>> begin Excerpted records

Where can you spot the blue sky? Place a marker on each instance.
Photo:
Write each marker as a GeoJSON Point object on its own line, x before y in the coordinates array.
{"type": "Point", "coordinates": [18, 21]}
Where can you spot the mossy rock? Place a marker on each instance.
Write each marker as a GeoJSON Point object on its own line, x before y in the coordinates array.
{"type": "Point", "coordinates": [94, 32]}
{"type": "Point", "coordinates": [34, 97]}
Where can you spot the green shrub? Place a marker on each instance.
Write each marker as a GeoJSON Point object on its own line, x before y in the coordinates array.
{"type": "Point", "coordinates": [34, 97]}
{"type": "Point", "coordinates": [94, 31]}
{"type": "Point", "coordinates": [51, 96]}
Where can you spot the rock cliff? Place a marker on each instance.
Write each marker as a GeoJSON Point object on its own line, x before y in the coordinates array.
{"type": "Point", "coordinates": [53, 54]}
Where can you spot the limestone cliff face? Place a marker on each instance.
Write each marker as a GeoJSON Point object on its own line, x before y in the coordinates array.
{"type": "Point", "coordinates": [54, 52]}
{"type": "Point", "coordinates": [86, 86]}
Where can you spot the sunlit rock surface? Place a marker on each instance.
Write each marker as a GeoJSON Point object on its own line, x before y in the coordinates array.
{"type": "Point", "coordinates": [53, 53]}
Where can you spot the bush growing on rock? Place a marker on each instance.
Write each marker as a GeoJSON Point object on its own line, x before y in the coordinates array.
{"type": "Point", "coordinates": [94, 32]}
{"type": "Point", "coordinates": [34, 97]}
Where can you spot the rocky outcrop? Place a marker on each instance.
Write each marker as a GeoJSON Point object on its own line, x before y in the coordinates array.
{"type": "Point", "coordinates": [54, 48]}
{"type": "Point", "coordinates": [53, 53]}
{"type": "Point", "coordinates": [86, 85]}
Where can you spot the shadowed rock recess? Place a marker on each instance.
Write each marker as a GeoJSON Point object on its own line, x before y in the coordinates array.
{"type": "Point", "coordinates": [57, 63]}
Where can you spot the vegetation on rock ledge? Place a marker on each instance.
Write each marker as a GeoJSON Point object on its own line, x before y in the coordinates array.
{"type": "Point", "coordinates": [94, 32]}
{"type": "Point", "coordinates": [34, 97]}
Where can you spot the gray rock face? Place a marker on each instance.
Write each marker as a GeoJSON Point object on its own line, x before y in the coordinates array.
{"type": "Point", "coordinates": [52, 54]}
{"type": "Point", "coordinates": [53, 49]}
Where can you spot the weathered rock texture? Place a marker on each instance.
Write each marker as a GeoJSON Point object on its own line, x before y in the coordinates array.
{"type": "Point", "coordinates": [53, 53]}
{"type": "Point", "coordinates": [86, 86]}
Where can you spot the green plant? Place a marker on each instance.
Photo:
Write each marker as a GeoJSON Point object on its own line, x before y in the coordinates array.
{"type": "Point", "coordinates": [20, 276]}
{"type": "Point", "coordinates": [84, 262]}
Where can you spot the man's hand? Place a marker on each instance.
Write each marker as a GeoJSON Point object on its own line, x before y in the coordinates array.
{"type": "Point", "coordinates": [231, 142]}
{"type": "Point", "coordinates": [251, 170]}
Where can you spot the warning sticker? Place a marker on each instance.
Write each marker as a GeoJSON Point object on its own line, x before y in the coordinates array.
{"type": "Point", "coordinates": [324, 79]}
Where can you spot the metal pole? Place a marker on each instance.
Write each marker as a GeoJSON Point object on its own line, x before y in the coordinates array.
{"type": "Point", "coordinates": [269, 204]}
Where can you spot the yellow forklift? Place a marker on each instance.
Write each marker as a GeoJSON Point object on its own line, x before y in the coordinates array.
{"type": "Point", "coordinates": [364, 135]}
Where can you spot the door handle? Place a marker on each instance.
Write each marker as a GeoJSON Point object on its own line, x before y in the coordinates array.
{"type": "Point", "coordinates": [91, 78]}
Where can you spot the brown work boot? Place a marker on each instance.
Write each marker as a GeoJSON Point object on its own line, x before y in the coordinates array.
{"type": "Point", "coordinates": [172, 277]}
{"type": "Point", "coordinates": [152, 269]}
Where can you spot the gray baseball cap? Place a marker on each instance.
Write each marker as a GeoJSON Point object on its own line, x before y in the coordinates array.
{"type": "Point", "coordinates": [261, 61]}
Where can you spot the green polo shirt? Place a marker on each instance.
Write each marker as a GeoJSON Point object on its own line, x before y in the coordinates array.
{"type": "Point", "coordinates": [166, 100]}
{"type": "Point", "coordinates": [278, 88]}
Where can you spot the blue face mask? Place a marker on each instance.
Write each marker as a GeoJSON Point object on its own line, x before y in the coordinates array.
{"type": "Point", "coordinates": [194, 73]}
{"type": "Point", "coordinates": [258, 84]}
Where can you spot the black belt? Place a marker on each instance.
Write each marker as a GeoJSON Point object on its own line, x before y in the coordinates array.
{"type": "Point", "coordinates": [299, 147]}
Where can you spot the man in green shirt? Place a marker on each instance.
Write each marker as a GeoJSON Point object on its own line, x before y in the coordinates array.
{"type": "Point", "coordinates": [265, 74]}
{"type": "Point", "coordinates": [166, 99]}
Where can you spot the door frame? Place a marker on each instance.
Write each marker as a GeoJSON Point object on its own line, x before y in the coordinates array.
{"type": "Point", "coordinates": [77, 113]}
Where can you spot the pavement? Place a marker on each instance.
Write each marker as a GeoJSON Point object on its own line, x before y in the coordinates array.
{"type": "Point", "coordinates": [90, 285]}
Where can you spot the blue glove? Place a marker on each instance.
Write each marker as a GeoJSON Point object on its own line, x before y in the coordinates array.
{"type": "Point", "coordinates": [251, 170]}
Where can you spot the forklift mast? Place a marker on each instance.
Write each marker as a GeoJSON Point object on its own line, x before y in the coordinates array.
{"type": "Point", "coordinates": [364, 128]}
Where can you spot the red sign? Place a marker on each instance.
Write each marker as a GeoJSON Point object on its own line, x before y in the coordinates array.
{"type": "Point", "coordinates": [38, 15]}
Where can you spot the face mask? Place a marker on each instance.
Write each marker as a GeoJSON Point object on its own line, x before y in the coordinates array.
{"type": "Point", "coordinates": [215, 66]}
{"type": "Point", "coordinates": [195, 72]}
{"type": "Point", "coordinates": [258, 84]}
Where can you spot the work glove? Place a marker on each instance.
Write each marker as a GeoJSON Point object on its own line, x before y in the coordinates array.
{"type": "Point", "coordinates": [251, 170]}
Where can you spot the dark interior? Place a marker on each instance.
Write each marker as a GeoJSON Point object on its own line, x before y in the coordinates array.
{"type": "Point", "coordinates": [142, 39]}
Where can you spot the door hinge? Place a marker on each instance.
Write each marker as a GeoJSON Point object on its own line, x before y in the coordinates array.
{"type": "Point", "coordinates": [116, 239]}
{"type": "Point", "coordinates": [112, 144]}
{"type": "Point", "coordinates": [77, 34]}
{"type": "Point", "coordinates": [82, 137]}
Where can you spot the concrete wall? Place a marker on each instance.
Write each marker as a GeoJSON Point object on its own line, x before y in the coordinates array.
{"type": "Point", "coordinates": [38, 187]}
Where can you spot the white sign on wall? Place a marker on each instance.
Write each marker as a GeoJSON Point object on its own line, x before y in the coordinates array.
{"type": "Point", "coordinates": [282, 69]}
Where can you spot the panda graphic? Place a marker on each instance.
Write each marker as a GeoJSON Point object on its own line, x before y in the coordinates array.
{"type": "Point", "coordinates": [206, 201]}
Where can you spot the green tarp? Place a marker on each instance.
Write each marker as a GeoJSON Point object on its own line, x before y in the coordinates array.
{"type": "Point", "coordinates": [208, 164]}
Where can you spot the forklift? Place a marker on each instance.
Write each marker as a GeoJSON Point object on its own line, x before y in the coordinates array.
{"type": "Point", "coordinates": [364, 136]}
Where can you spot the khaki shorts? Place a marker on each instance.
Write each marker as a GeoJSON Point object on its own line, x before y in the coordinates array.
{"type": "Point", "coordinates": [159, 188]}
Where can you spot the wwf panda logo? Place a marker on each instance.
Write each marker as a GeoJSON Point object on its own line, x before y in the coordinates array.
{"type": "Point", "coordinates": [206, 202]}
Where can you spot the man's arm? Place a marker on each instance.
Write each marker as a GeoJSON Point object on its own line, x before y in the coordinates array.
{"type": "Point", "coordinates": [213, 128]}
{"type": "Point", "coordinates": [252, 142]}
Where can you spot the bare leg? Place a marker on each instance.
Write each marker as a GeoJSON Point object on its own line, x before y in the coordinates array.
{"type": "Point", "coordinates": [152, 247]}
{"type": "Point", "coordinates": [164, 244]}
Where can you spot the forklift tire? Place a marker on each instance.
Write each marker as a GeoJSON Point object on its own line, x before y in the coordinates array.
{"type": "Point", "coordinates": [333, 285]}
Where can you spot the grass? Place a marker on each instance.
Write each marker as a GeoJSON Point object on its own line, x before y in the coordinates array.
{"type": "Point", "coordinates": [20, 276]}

>> end Excerpted records

Exercise goal: What are the lines from the one with "Where can you spot the wwf" through the last line of the records above? Quote them exactly and add nothing.

The solution:
Where can you spot the wwf panda logo? Place a marker on each instance.
Write each marker as a GeoJSON Point object on its own line, x before y in the coordinates array.
{"type": "Point", "coordinates": [206, 202]}
Where can you spot the man's arm? Place a marker on each instance.
Write each marker as a GeoJSON Point object on its own line, x before y in the coordinates array.
{"type": "Point", "coordinates": [213, 128]}
{"type": "Point", "coordinates": [252, 142]}
Where can you spot the bare leg? Place a marker on each instance.
Write each marker as a GeoJSON Point object on its own line, x before y in the coordinates array.
{"type": "Point", "coordinates": [152, 247]}
{"type": "Point", "coordinates": [164, 244]}
Where can you spot the forklift tire? Place a marker on each instance.
Write each marker as a GeoJSON Point object on its own line, x before y in the coordinates array.
{"type": "Point", "coordinates": [333, 285]}
Where can you spot the grass? Place a marker on each instance.
Write each marker as a GeoJSON Point object on its own line, x before y in the coordinates array.
{"type": "Point", "coordinates": [20, 276]}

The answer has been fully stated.